▶ [Tarea por realizar]
Disponga como lista numerada las líneas de los registros que van desde la que contiene "the dark roofed" hasta la que contiene "x=48, y=169", ambas incluidas, y omita las líneas en blanco.

▶ [Registros mostrados]

--------------------------------

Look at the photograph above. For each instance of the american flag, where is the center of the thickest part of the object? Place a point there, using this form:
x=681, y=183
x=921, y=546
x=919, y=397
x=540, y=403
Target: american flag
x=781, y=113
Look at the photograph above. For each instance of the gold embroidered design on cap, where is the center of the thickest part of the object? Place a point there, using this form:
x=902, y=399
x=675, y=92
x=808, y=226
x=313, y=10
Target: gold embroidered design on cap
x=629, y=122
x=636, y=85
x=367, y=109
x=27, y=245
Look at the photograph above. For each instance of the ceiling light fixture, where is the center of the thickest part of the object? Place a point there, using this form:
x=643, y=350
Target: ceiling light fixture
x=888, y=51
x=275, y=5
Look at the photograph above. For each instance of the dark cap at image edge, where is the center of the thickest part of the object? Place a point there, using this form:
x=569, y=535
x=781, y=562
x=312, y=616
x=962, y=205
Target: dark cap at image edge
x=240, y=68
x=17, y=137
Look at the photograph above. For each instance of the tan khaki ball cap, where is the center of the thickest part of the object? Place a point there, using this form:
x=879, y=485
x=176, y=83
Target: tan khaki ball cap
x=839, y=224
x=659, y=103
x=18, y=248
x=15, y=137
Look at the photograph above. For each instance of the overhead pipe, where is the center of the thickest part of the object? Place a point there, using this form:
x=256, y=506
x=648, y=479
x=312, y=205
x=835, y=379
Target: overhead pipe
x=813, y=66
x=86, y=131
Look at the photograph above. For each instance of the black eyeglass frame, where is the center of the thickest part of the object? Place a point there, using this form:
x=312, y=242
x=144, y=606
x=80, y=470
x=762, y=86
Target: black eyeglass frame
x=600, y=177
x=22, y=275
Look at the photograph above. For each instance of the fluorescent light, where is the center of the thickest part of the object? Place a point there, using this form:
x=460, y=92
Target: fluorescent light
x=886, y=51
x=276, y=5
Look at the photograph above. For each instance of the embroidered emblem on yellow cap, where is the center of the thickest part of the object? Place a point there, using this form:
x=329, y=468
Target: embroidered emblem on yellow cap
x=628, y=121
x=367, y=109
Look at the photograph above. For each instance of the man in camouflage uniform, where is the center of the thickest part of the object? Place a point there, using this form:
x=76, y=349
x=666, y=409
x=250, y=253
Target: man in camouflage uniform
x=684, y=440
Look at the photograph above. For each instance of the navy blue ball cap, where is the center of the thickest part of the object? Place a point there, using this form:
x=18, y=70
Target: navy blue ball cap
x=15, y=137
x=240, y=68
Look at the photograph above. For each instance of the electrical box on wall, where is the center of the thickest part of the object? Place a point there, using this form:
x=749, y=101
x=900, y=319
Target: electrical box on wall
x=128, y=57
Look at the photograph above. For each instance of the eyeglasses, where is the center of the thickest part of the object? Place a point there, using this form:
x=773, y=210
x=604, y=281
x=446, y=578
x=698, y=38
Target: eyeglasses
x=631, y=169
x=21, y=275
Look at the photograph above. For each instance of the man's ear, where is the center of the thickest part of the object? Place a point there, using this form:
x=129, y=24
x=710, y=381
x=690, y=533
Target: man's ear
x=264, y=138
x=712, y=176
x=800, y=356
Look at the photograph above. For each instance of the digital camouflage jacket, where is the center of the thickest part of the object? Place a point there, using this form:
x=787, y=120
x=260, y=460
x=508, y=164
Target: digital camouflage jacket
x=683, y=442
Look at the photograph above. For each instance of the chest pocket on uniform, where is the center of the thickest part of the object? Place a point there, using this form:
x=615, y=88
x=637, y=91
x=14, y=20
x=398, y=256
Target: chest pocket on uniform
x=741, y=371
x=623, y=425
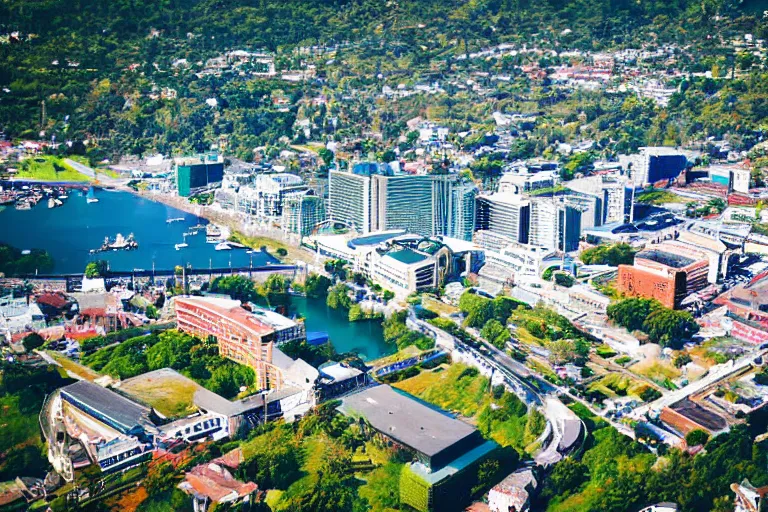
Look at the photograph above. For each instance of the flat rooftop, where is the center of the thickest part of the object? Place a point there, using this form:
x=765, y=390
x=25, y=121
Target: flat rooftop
x=704, y=417
x=666, y=258
x=407, y=256
x=406, y=420
x=123, y=412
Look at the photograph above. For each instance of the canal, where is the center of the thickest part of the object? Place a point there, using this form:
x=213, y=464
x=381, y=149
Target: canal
x=70, y=231
x=364, y=338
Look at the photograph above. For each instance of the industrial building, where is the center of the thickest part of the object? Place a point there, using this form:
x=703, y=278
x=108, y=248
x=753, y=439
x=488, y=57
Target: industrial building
x=196, y=174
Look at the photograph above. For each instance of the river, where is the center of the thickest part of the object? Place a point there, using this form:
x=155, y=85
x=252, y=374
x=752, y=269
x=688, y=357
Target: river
x=70, y=231
x=365, y=338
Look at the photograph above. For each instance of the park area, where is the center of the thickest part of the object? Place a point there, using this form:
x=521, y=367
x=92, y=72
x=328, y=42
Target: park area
x=48, y=168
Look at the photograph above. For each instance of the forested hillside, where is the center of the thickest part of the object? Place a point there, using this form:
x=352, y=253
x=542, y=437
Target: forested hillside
x=95, y=63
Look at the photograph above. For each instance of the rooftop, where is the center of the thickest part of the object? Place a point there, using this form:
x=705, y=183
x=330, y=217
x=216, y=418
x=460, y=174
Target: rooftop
x=230, y=309
x=125, y=413
x=407, y=256
x=406, y=420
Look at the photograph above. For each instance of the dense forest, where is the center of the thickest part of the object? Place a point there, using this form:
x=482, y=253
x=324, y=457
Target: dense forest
x=94, y=65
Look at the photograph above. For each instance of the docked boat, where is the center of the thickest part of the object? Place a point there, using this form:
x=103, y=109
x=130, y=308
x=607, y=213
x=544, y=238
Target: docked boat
x=120, y=243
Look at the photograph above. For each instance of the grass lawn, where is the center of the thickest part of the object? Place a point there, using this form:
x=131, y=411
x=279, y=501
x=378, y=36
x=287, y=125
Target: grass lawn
x=453, y=389
x=73, y=367
x=614, y=385
x=461, y=389
x=257, y=242
x=170, y=396
x=409, y=351
x=656, y=370
x=437, y=306
x=49, y=169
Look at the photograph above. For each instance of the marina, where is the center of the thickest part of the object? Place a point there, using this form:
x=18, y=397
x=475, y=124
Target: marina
x=74, y=233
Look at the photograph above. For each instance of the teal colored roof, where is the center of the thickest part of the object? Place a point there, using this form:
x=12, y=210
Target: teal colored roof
x=407, y=256
x=455, y=466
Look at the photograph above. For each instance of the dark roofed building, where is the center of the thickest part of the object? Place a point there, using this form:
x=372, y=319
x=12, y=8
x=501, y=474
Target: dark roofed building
x=115, y=411
x=436, y=437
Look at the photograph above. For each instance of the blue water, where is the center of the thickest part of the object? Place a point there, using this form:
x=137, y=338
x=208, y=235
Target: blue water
x=70, y=231
x=364, y=338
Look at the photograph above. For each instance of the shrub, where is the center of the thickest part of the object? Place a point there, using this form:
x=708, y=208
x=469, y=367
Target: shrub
x=697, y=437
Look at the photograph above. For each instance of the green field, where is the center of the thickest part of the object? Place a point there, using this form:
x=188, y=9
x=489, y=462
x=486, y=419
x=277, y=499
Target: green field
x=48, y=169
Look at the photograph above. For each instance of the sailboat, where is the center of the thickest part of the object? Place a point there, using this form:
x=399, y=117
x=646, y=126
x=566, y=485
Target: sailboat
x=183, y=244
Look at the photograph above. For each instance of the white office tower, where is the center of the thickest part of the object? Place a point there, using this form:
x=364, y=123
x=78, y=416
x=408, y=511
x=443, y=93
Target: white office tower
x=371, y=197
x=611, y=193
x=504, y=214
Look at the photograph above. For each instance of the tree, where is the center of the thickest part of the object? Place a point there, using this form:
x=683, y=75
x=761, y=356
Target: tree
x=682, y=359
x=614, y=255
x=631, y=313
x=32, y=341
x=96, y=269
x=668, y=327
x=238, y=287
x=696, y=437
x=316, y=285
x=495, y=333
x=338, y=297
x=566, y=478
x=152, y=312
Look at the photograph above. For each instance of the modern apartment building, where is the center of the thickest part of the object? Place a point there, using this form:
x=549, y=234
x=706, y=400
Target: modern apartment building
x=302, y=213
x=195, y=174
x=555, y=224
x=654, y=164
x=372, y=198
x=610, y=192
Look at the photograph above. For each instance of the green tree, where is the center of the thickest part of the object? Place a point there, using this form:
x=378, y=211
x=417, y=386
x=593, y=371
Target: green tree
x=32, y=341
x=317, y=285
x=238, y=287
x=495, y=333
x=696, y=437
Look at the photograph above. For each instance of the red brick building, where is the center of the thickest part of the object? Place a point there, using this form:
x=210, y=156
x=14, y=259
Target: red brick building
x=747, y=317
x=666, y=272
x=239, y=334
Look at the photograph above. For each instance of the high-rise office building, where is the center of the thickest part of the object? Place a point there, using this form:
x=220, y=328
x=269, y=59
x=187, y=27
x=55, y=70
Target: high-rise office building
x=555, y=223
x=505, y=214
x=373, y=198
x=302, y=214
x=350, y=195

--------------------------------

▶ [Ejercicio resuelto]
1. Look at the photograph above. For each instance of the dark roofed building, where is the center of the thickest part of the object? Place a point there, using this form:
2. x=372, y=319
3. x=12, y=8
4. x=501, y=474
5. Target: dark roofed building
6. x=115, y=411
7. x=436, y=437
8. Look at the photograph above. For each instance of the blue water, where is the center of the thickest part of the object? Place a point there, using this form:
9. x=137, y=338
10. x=208, y=235
11. Target: blue water
12. x=70, y=231
13. x=364, y=338
14. Look at the photograph above. For each instance of the shrub, where is the center of the thickest part of the object? Place a point there, using this form:
15. x=708, y=208
16. x=469, y=367
17. Target: shrub
18. x=697, y=437
19. Look at the photograph above. For each instance of the green field, where is the center of the thickest part of the object? Place a point there, using this form:
20. x=188, y=9
21. x=489, y=462
22. x=486, y=419
23. x=277, y=499
24. Target: green field
25. x=48, y=169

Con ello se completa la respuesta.